[Material provided start]
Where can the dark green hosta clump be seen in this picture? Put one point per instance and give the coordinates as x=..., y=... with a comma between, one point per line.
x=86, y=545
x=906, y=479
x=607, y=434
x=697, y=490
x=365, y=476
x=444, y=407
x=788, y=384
[Material provided end]
Would you copy out each line exactly as written?

◆ **Result for this task**:
Where can the dark green hosta clump be seen in this picture? Put one point per instance and give the coordinates as x=..., y=... with a comma between, one point per line.
x=86, y=545
x=906, y=479
x=607, y=434
x=697, y=490
x=365, y=476
x=444, y=407
x=788, y=384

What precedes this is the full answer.